#### Directions for this task:
Reproduce the listing below as it stands. Leave out each image.

#### Records:
****

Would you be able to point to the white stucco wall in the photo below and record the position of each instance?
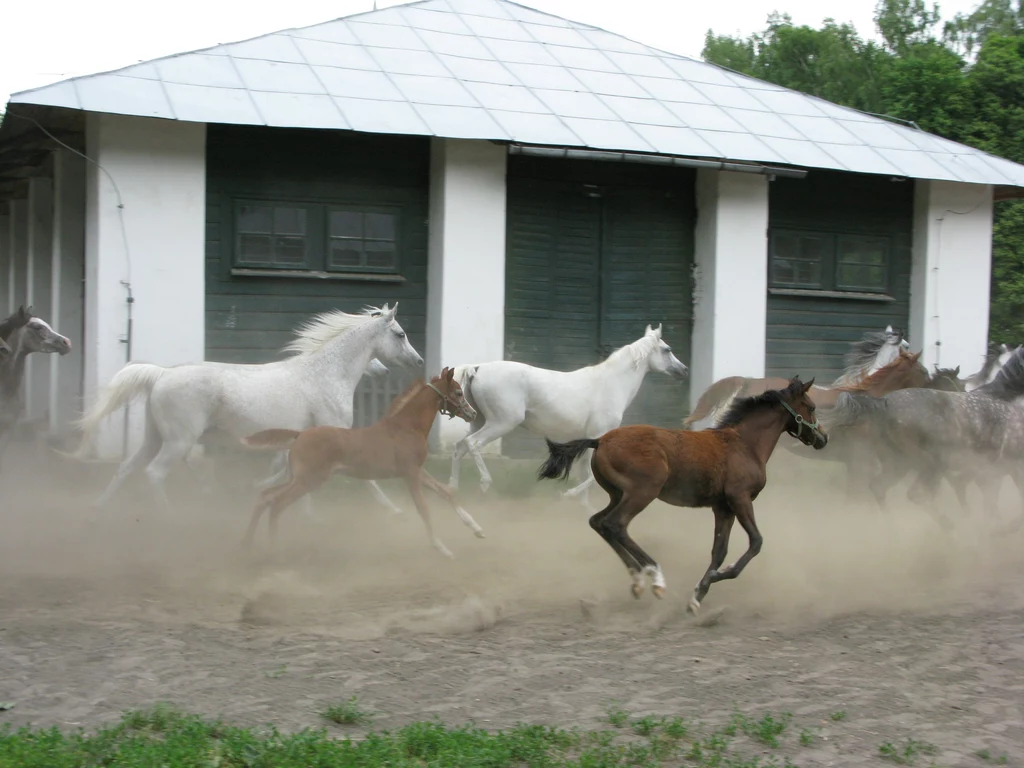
(159, 166)
(466, 263)
(38, 282)
(730, 278)
(950, 273)
(68, 264)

****

#### Answer below:
Would you be able to point to the white stucco wall in the photo below and record the position of each instance?
(159, 166)
(466, 263)
(38, 282)
(730, 278)
(950, 273)
(68, 264)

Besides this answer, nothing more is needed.